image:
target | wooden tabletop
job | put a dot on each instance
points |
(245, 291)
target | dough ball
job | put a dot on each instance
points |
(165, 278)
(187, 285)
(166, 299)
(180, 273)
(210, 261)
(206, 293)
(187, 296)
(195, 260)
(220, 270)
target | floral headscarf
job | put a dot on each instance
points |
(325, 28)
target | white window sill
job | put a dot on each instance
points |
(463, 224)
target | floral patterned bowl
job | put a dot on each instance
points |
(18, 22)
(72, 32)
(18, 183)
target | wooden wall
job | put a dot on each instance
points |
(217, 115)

### Written exercise:
Please copy every line of the records again, starting at the line that contains "target | floral patterned bowl" and ending at the end of the records, and offset each point coordinate by -141.

### Worked solution:
target | floral patterned bowl
job | put a dot on each instance
points |
(-123, -119)
(-69, -109)
(-123, 42)
target | wooden wall
job | put a dot on each instance
points |
(76, -26)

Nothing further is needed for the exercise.